Raw data
————————

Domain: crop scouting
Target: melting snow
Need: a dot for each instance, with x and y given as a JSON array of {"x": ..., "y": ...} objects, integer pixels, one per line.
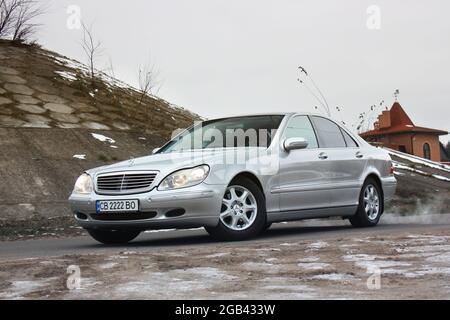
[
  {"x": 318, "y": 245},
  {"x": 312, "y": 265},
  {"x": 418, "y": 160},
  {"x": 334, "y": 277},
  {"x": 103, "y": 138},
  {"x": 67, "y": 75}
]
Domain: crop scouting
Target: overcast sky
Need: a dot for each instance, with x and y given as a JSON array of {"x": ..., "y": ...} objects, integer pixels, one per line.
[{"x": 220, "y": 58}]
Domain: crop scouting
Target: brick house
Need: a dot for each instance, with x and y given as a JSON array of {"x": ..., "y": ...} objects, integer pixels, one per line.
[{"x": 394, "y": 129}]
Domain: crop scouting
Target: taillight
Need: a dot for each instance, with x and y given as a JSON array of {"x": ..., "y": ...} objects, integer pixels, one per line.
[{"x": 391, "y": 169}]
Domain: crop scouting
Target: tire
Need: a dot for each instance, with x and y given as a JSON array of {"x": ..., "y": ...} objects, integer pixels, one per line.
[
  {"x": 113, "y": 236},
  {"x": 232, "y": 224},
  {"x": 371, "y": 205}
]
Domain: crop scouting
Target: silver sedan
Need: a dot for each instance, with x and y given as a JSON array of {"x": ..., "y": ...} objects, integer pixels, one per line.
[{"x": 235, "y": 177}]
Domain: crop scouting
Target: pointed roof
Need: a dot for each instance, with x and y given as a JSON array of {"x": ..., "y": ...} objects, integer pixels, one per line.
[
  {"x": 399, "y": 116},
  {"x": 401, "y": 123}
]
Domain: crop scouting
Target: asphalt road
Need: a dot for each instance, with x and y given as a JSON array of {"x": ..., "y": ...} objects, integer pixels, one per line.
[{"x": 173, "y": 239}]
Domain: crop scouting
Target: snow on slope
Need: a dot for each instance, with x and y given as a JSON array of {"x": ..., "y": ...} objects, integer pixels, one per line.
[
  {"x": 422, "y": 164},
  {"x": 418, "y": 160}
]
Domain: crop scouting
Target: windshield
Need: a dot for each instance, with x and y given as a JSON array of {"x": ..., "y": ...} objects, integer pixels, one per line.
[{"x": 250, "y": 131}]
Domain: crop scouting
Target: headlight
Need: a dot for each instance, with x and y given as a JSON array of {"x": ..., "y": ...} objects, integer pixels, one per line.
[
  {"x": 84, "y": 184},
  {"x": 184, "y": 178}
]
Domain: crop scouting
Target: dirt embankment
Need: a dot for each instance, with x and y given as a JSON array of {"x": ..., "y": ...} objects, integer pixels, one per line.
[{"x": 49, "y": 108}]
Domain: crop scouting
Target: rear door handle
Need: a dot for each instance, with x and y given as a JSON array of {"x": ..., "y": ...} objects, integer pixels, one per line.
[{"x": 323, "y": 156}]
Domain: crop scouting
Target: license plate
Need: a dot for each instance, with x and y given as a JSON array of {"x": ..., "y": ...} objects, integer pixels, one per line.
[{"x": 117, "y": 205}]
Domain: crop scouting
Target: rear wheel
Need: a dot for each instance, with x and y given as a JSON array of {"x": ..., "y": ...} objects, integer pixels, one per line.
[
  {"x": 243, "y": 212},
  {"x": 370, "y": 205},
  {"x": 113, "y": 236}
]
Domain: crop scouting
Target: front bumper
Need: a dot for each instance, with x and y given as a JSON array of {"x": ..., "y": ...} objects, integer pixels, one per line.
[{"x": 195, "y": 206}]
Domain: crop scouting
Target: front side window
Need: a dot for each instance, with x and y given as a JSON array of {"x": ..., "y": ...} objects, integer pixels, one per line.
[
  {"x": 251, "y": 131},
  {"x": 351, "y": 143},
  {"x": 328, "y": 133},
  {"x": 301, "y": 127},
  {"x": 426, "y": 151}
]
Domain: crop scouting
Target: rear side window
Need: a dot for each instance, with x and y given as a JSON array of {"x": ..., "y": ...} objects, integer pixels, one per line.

————————

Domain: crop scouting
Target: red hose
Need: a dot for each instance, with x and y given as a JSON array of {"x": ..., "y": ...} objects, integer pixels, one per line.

————————

Exercise instructions
Please pull out each line above that contains the word "front".

Problem solution
Target: front bumper
Target: front side window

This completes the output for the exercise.